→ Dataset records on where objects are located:
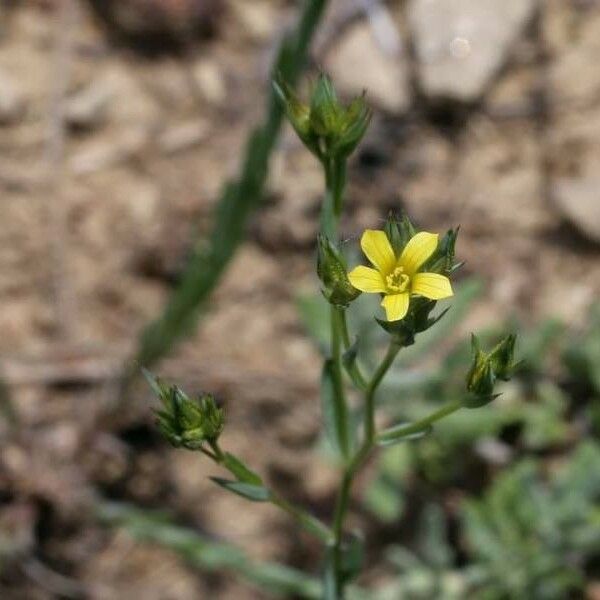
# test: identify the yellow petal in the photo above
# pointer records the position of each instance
(431, 285)
(419, 248)
(377, 248)
(396, 306)
(366, 279)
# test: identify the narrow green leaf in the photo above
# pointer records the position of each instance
(244, 474)
(255, 493)
(353, 555)
(401, 433)
(273, 579)
(239, 199)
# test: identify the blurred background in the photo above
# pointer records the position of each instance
(120, 121)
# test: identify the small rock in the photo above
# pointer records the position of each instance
(12, 100)
(89, 107)
(258, 18)
(209, 79)
(577, 200)
(357, 63)
(156, 18)
(461, 44)
(183, 136)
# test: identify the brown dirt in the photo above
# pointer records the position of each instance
(94, 235)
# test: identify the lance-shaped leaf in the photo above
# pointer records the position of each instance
(255, 493)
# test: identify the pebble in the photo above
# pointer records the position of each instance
(577, 201)
(12, 100)
(462, 44)
(88, 108)
(358, 63)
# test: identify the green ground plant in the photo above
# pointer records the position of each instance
(411, 272)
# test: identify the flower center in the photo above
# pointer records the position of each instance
(397, 281)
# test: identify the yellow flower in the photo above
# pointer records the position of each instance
(399, 278)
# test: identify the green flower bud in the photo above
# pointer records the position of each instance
(486, 368)
(328, 129)
(443, 259)
(297, 113)
(417, 320)
(502, 357)
(333, 273)
(186, 422)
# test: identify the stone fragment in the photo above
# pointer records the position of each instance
(183, 136)
(88, 108)
(12, 100)
(578, 201)
(358, 63)
(462, 44)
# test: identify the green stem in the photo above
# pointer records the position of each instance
(306, 520)
(385, 364)
(343, 499)
(338, 382)
(335, 183)
(354, 370)
(240, 198)
(303, 518)
(418, 426)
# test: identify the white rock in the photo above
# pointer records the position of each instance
(12, 100)
(88, 108)
(358, 62)
(461, 44)
(577, 199)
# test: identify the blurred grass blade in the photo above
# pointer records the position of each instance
(203, 553)
(239, 199)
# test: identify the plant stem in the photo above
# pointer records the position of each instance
(335, 183)
(338, 382)
(303, 518)
(239, 199)
(341, 507)
(306, 520)
(405, 430)
(354, 370)
(385, 364)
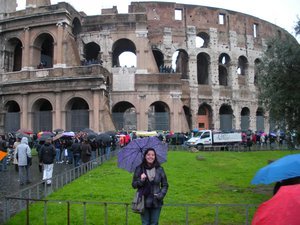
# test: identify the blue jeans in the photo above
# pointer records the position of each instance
(150, 216)
(4, 164)
(107, 152)
(57, 156)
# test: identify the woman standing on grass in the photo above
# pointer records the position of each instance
(150, 180)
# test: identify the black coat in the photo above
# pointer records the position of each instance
(47, 154)
(158, 187)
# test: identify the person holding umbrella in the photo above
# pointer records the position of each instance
(150, 180)
(47, 155)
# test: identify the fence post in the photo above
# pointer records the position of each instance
(105, 214)
(84, 213)
(68, 209)
(27, 211)
(186, 215)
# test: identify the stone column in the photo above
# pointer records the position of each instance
(58, 48)
(142, 115)
(26, 49)
(95, 119)
(25, 119)
(175, 117)
(57, 115)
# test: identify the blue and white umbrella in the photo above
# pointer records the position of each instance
(281, 169)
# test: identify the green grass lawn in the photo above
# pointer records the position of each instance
(203, 177)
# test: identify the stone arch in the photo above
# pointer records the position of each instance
(256, 65)
(13, 55)
(12, 116)
(180, 64)
(202, 40)
(76, 27)
(204, 117)
(43, 52)
(121, 46)
(77, 114)
(159, 58)
(203, 62)
(242, 66)
(245, 119)
(159, 116)
(260, 119)
(226, 117)
(42, 115)
(91, 52)
(124, 116)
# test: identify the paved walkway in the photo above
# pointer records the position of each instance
(9, 180)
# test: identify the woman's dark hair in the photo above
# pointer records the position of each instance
(155, 163)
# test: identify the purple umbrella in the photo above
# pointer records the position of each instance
(132, 154)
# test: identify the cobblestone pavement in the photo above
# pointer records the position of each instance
(9, 180)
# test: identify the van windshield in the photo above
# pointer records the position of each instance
(198, 134)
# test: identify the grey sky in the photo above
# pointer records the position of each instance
(281, 13)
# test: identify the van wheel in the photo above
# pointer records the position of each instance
(200, 147)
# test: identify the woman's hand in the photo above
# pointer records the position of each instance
(143, 177)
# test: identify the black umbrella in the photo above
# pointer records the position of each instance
(88, 130)
(111, 133)
(104, 138)
(91, 136)
(59, 130)
(132, 154)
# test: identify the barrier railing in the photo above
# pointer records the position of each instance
(41, 190)
(69, 207)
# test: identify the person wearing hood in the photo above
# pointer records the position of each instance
(47, 155)
(23, 153)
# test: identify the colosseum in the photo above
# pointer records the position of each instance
(195, 67)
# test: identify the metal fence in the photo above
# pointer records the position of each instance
(24, 199)
(41, 190)
(105, 213)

→ TASK:
Rewrite every item above with "identify" changed to "locate" and nothing else altered, and leave the pictures out.

→ REPLY TO THE TASK:
# test: locate the yellow petal in the photo above
# pointer records the position of each instance
(431, 285)
(419, 248)
(377, 248)
(396, 306)
(366, 279)
# test: locate the narrow green leaf in the photo above
# pointer records the position of each instance
(244, 474)
(255, 493)
(353, 555)
(401, 433)
(273, 579)
(239, 199)
# test: locate the blurred background in the photo above
# pointer records the position of each instance
(120, 121)
# test: locate the small rock in the photo above
# pointer records the position of each instance
(12, 100)
(89, 107)
(258, 18)
(209, 79)
(577, 200)
(357, 63)
(156, 18)
(461, 44)
(183, 136)
# test: locate the brown dirt in the photo above
# pointer records the position of each instance
(94, 235)
# test: locate the lance-shaped leaf in the photo above
# pointer records the position of each instance
(255, 493)
# test: locate the pebble in the photo above
# pointer records the position of each instance
(577, 201)
(12, 100)
(462, 44)
(88, 108)
(358, 63)
# test: locate the green ground plant in the photo above
# pointer records the position of each instance
(411, 272)
# test: locate the flower center in the photo above
# pointer records the position of each instance
(397, 281)
# test: locate the yellow flower in the photo above
# pointer records the position of each instance
(399, 278)
# test: locate the green flower bud in the photo above
# pointer records the position of each instance
(486, 368)
(328, 129)
(443, 259)
(297, 113)
(417, 320)
(502, 357)
(333, 273)
(186, 422)
# test: locate the stone fragment in the photo above
# pointer records the position of each instance
(183, 136)
(88, 108)
(12, 100)
(578, 201)
(358, 63)
(462, 44)
# test: locate the green stem in the photo above
# pointer records the position of each instance
(306, 520)
(385, 364)
(343, 499)
(338, 382)
(335, 183)
(354, 370)
(240, 198)
(303, 518)
(418, 426)
# test: locate the white rock in the photo above
# pointer records the position of each instance
(12, 100)
(88, 108)
(358, 62)
(461, 44)
(577, 199)
# test: locate the blurred grass blade in the photo above
# pointer records the position of each instance
(203, 553)
(239, 199)
# test: locate the plant stem in the photo above
# pointer records the position of each instance
(335, 183)
(338, 382)
(303, 518)
(239, 199)
(341, 507)
(306, 520)
(405, 430)
(354, 370)
(385, 364)
# test: locate the blue jeans in the photo above
# pointer records the position of each instance
(150, 216)
(4, 164)
(107, 152)
(57, 156)
# test: locate the woman standing on grass in the photo above
# pointer records the position of each instance
(150, 180)
# test: locate the black coat in the photo above
# pointer records the position of each instance
(47, 154)
(158, 187)
# test: locate the person holding umbrella in the photo above
# pointer records the position of each instance
(150, 180)
(47, 155)
# test: locate the fence post in the photo above
# pointer records the position of each instance
(105, 214)
(84, 213)
(68, 209)
(27, 211)
(186, 215)
# test: locate the stone column in the photo above
# pointer records the position of each instance
(58, 48)
(142, 115)
(26, 49)
(95, 119)
(25, 119)
(175, 117)
(57, 115)
# test: locate the blue and white umbrella in the photo above
# pointer records the position of each instance
(281, 169)
# test: locate the green grass lawn in the photo above
# pointer records the position of each instance
(203, 177)
# test: locate the stone arch in the photo above
# pointer records the position of each instance
(256, 65)
(13, 55)
(12, 116)
(180, 64)
(202, 40)
(76, 27)
(204, 117)
(43, 52)
(121, 46)
(77, 114)
(159, 58)
(203, 62)
(242, 66)
(245, 119)
(159, 116)
(260, 119)
(226, 117)
(42, 115)
(91, 52)
(124, 116)
# test: locate the paved walkway in the photo above
# pointer records the position of each instance
(9, 180)
# test: locate the woman's dark hair in the photo above
# pointer records the position of each instance
(155, 163)
# test: locate the purple umbrella in the photo above
# pointer records the position of each instance
(132, 154)
# test: locate the cobblestone pavement in the photo above
# pointer records the position of each instance
(9, 180)
# test: locate the van windshield in the photo above
# pointer records the position of each instance
(198, 134)
# test: locate the grey sky in the photo above
# pointer records the position of each instance
(281, 13)
# test: locate the van wheel in the photo above
# pointer records the position of each instance
(200, 147)
# test: locate the woman's hand in the photo above
# pointer records the position of each instance
(143, 177)
# test: locate the black umbrella in the photo above
# pointer records the position of each instance
(88, 130)
(111, 133)
(104, 138)
(91, 136)
(59, 130)
(132, 154)
# test: locate the barrier railing in the photo above
# pointer records the position of each instance
(41, 190)
(69, 207)
# test: locate the person wearing hood in the photo above
# pointer records the position of each instance
(47, 155)
(23, 153)
# test: locate the colosseum in the photo above
# pointer records the position of each instance
(195, 67)
# test: locate the metal fence in the photo above
# pointer records the position of each instance
(24, 199)
(41, 190)
(105, 213)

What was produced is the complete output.